◆ Task goal ◆
Reproduce all the records word for word. Omit images.

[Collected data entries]
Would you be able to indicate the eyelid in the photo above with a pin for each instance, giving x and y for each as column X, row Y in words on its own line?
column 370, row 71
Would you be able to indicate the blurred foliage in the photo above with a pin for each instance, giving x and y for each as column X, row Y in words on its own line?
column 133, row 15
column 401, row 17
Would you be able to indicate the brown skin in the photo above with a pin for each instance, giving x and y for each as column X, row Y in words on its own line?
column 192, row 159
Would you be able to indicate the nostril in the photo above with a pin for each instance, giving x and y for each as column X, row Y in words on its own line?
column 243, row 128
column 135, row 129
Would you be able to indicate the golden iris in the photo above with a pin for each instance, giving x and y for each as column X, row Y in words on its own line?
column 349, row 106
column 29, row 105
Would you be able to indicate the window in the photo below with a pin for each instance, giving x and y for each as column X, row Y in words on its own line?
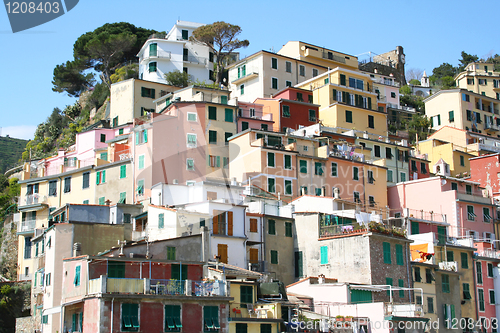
column 445, row 283
column 67, row 184
column 270, row 160
column 173, row 318
column 76, row 280
column 286, row 111
column 430, row 305
column 192, row 116
column 486, row 214
column 466, row 291
column 371, row 122
column 416, row 271
column 302, row 70
column 288, row 162
column 212, row 113
column 212, row 137
column 348, row 116
column 146, row 92
column 387, row 252
column 334, row 169
column 211, row 318
column 388, row 281
column 470, row 213
column 399, row 254
column 228, row 113
column 123, row 197
column 401, row 284
column 86, row 180
column 274, row 63
column 274, row 83
column 324, row 255
column 388, row 153
column 371, row 180
column 303, row 166
column 288, row 187
column 271, row 185
column 274, row 257
column 312, row 115
column 288, row 229
column 130, row 317
column 271, row 227
column 253, row 225
column 123, row 171
column 490, row 269
column 480, row 293
column 318, row 168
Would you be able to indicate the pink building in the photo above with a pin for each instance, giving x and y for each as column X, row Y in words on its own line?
column 458, row 204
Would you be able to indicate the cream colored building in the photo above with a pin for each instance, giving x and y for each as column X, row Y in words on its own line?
column 480, row 78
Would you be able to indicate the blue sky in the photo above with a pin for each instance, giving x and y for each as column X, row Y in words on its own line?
column 431, row 32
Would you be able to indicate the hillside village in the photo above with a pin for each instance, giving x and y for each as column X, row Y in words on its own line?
column 277, row 202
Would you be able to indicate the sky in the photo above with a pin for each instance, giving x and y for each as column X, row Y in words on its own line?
column 431, row 33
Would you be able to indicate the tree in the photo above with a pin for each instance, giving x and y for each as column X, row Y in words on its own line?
column 466, row 59
column 178, row 78
column 221, row 38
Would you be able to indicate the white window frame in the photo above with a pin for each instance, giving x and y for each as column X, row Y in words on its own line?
column 191, row 145
column 195, row 116
column 187, row 164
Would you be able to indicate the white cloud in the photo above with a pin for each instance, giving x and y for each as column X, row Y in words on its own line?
column 26, row 132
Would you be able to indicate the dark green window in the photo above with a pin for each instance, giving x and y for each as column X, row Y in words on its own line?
column 212, row 113
column 387, row 252
column 130, row 317
column 466, row 289
column 464, row 259
column 271, row 227
column 445, row 283
column 271, row 185
column 173, row 318
column 303, row 166
column 274, row 257
column 399, row 254
column 212, row 137
column 228, row 113
column 116, row 269
column 348, row 116
column 246, row 294
column 211, row 318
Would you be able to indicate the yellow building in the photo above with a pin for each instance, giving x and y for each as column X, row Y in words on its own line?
column 481, row 79
column 464, row 109
column 347, row 100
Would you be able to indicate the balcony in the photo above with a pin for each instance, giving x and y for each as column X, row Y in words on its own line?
column 244, row 311
column 403, row 310
column 160, row 54
column 26, row 226
column 105, row 285
column 238, row 77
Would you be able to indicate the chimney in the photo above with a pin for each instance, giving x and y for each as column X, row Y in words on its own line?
column 77, row 249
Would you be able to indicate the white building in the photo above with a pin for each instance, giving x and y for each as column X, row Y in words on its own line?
column 166, row 53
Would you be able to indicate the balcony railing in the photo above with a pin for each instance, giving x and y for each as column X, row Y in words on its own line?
column 158, row 287
column 26, row 226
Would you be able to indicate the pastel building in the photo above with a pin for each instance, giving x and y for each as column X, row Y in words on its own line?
column 347, row 100
column 291, row 108
column 263, row 74
column 162, row 54
column 480, row 78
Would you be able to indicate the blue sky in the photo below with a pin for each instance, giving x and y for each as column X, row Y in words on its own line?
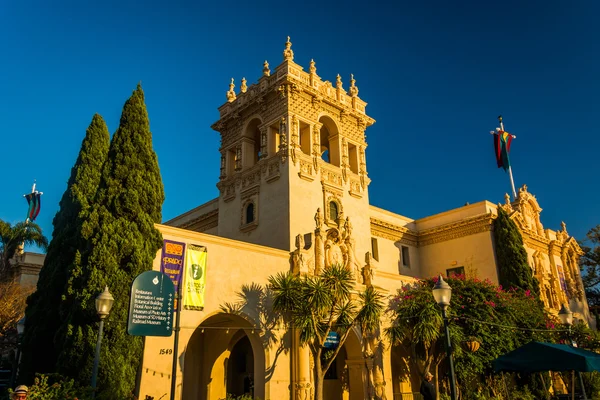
column 436, row 74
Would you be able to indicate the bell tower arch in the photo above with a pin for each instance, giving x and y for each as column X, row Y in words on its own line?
column 291, row 143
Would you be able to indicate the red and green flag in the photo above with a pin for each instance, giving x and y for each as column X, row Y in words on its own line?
column 502, row 142
column 35, row 203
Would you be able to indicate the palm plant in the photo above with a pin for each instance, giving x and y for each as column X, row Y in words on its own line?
column 13, row 236
column 318, row 305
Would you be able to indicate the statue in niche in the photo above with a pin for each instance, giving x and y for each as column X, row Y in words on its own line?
column 319, row 218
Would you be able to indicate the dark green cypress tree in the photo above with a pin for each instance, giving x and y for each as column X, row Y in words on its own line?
column 42, row 314
column 513, row 268
column 123, row 242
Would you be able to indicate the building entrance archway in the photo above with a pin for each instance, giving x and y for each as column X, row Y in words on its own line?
column 224, row 355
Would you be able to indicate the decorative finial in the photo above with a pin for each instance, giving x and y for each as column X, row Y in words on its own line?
column 288, row 53
column 353, row 88
column 231, row 93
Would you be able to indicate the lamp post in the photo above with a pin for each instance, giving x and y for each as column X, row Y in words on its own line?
column 104, row 303
column 20, row 332
column 442, row 293
column 566, row 317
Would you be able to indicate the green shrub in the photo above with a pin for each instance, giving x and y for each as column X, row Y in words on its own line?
column 55, row 387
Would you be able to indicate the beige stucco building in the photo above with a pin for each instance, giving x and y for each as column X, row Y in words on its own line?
column 294, row 195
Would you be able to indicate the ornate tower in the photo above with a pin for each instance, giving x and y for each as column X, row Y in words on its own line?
column 290, row 144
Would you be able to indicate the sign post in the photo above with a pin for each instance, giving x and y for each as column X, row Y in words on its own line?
column 332, row 340
column 151, row 305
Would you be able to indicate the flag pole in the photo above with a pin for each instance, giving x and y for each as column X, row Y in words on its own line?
column 512, row 180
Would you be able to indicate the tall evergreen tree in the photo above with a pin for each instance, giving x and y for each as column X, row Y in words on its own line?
column 590, row 266
column 42, row 314
column 513, row 268
column 121, row 243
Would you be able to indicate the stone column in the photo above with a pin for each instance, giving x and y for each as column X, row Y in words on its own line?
column 304, row 386
column 263, row 141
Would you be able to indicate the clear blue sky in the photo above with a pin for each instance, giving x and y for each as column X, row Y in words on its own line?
column 436, row 75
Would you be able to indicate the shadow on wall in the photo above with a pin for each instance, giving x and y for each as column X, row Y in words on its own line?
column 255, row 303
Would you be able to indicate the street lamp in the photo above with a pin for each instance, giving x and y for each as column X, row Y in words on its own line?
column 20, row 332
column 566, row 317
column 104, row 303
column 442, row 292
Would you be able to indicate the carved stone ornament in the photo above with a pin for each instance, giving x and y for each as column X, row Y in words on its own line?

◆ Answer box ◆
Would you be able to indicate the eyelid in the photo above with a pin for each instance, giving x and y for each as column X, row Y in words on its own line?
column 370, row 71
Would you be able to indicate the blurred foliage in the photo above with a pin for each instance, giving x and y for each as column X, row Y in words on its own line?
column 133, row 15
column 401, row 17
Would you be able to indicate the brown skin in the photo above with a pin for each instance, giving x and y for each as column X, row Y in words on its own line?
column 192, row 159
Would you be able to indicate the nostril in the photo above with a pin for each instance, giving x and y for each as column X, row Y in words on its own line?
column 243, row 128
column 135, row 129
Would you be able to indicate the golden iris in the photo above with a pin for each instance, giving x and y for each as column X, row Y in words on its own line?
column 349, row 106
column 29, row 105
Would you be able to indicate the window in the photo below with a pin for each instance, giving x and y for each as column X, row Y in words on its own line?
column 445, row 283
column 67, row 184
column 270, row 160
column 173, row 318
column 76, row 280
column 286, row 111
column 430, row 305
column 192, row 116
column 486, row 214
column 466, row 291
column 371, row 122
column 416, row 271
column 302, row 70
column 288, row 162
column 212, row 113
column 212, row 137
column 348, row 116
column 146, row 92
column 387, row 252
column 334, row 169
column 211, row 318
column 388, row 281
column 470, row 213
column 399, row 254
column 228, row 113
column 123, row 197
column 401, row 284
column 86, row 180
column 274, row 63
column 274, row 83
column 324, row 255
column 388, row 153
column 371, row 180
column 303, row 166
column 288, row 187
column 271, row 185
column 274, row 257
column 312, row 115
column 288, row 229
column 130, row 317
column 271, row 227
column 253, row 225
column 123, row 171
column 490, row 269
column 480, row 293
column 318, row 168
Would you be able to indicate the pink building in the photo above with a pin for each instance, giving x and y for each as column X, row Y in words on its own line?
column 458, row 204
Would you be able to indicate the cream colored building in the photo above with a pin for each instance, giving x and y for each as column X, row Y in words on its own line?
column 480, row 78
Would you be able to indicate the blue sky in the photo above with a pin for each instance, giving x and y for each as column X, row Y in words on its own line?
column 431, row 32
Would you be able to indicate the hillside village in the photo above with a pin for each instance, giving x and y for each as column X, row Y in words on its own line?
column 277, row 202
Would you be able to indicate the sky in the photo above with a pin for each instance, giving x and y for each as column X, row Y in words on its own line?
column 431, row 33
Would you be able to indicate the tree in the photo above with a pin for each instance, giving x and y for each as column X, row Y in words on its own line?
column 466, row 59
column 178, row 78
column 221, row 38
Would you be able to indicate the white window frame in the photo above with a pin for each instance, giving x and y for each as column X, row Y in words on its own line?
column 191, row 145
column 195, row 116
column 187, row 164
Would you be able to indicate the white cloud in the photo above with a pin for each instance, giving x and y for each as column X, row Y in words on its own line?
column 26, row 132
Would you be able to indicate the dark green window in the photo above with a pin for each instance, giving x and y for each as column X, row Y in words on its own line?
column 212, row 113
column 387, row 252
column 130, row 317
column 466, row 289
column 464, row 259
column 271, row 227
column 445, row 283
column 271, row 185
column 173, row 318
column 303, row 166
column 274, row 257
column 399, row 254
column 212, row 137
column 228, row 113
column 116, row 269
column 348, row 116
column 246, row 294
column 211, row 318
Would you be able to indicate the yellow building in the photo above with a pin for each instance, giving x and y for each as column X, row Y in words on its own line?
column 481, row 79
column 464, row 109
column 347, row 100
Would you be able to indicate the balcony in the photo above with a pin for each instance, giving x and y for each as column X, row Y in words on its own line?
column 244, row 311
column 403, row 310
column 160, row 54
column 26, row 226
column 105, row 285
column 238, row 77
Would you be able to indicate the chimney in the photo above with a pin for each instance, giving x and y for each as column X, row Y in words on its own line?
column 77, row 249
Would you be able to indicate the white building in the photo above with a pin for each instance, giving x and y for each as column X, row Y in words on its own line?
column 166, row 53
Would you be able to indicate the balcony railing in the photo above with a pin for each instance, giving x and y for each as column X, row Y in words on its own line?
column 158, row 287
column 26, row 226
Would you be able to indicate the pastel building in the photo above with a pin for each instance, giving x and y for each as column X, row Y in words on its own line?
column 347, row 100
column 291, row 108
column 263, row 74
column 162, row 54
column 480, row 78
Would you be able to indicate the blue sky in the photo below with a pin for each instance, giving x and y for each as column X, row Y in words on its own line?
column 436, row 74
Would you be able to indicate the bell tower arch in the photo above with a pin for each instance, giving x and y for each as column X, row Y in words on its own line?
column 291, row 143
Would you be able to indicate the red and green flag in the photo above with a pin for each instance, giving x and y for each as column X, row Y in words on its own line?
column 502, row 142
column 35, row 203
Would you be able to indicate the palm plant in the photo above with a pin for each instance, giving x and y for each as column X, row Y in words on its own line?
column 13, row 236
column 318, row 305
Would you be able to indicate the statue in niche in the photo above with a pin for each instance, giving x and y for each as column X, row Y in words on its own line?
column 319, row 218
Would you be able to indicate the dark green cypress tree in the photo above with a pin for each instance, giving x and y for each as column X, row Y in words on its own line?
column 42, row 314
column 513, row 268
column 123, row 242
Would you be able to indicate the building entrance archway in the photo above with a pin for each instance, giving x and y for each as column X, row Y in words on its own line?
column 224, row 355
Would you be able to indicate the decorative finial in the photo above with a pin for each instance, giving x and y for each as column X, row Y in words on its own line?
column 288, row 53
column 353, row 88
column 231, row 93
Would you be able to indicate the lamp post in the photo above with a pin for each instance, giving x and y for each as column X, row Y in words on its own line?
column 104, row 303
column 20, row 332
column 442, row 293
column 566, row 317
Would you be able to indicate the green shrub in the photo above with a pin for each instance, giving x and y for each as column X, row Y in words on its own line?
column 55, row 387
Would you be able to indicate the beige stucco building in the photo above with a pin for each instance, giving x and y for each as column X, row Y in words on its own line?
column 294, row 195
Would you be able to indicate the ornate tower in the photo above with a pin for each instance, giving x and y for each as column X, row Y in words on its own line?
column 290, row 144
Would you be able to indicate the sign post in the photo above with a pin for each instance, giving x and y for each as column X, row Y in words on its own line?
column 332, row 340
column 151, row 305
Would you be able to indicate the flag pole in the photo above with a pin for each instance, giving x and y for each as column X, row Y in words on its own line?
column 512, row 180
Would you be able to indicate the tall evergreen tree in the photo above with a pin for each instance, giving x and y for each as column X, row Y in words on its own line?
column 590, row 266
column 42, row 314
column 513, row 268
column 121, row 243
Would you be able to indicate the stone column in the photo above with a pin for each instance, giving x and y for each as column X, row Y in words on its own line?
column 304, row 386
column 263, row 141
Would you be able to indicate the clear blue sky in the photo above with a pin for each instance, giving x and y for each as column X, row Y in words on its own line?
column 436, row 75
Would you be able to indicate the shadow on wall in the photo above with a pin for each instance, giving x and y for each as column X, row Y in words on its own line?
column 255, row 303
Would you be able to indicate the street lamp in the photo above with a pin for each instance, giving x and y for each as column X, row Y in words on its own line?
column 20, row 332
column 566, row 317
column 104, row 303
column 442, row 292
Would you be able to indicate the carved stone ornament in the photo above with a pin for each instance, giving x and y for each as column X, row Y in words on its own line?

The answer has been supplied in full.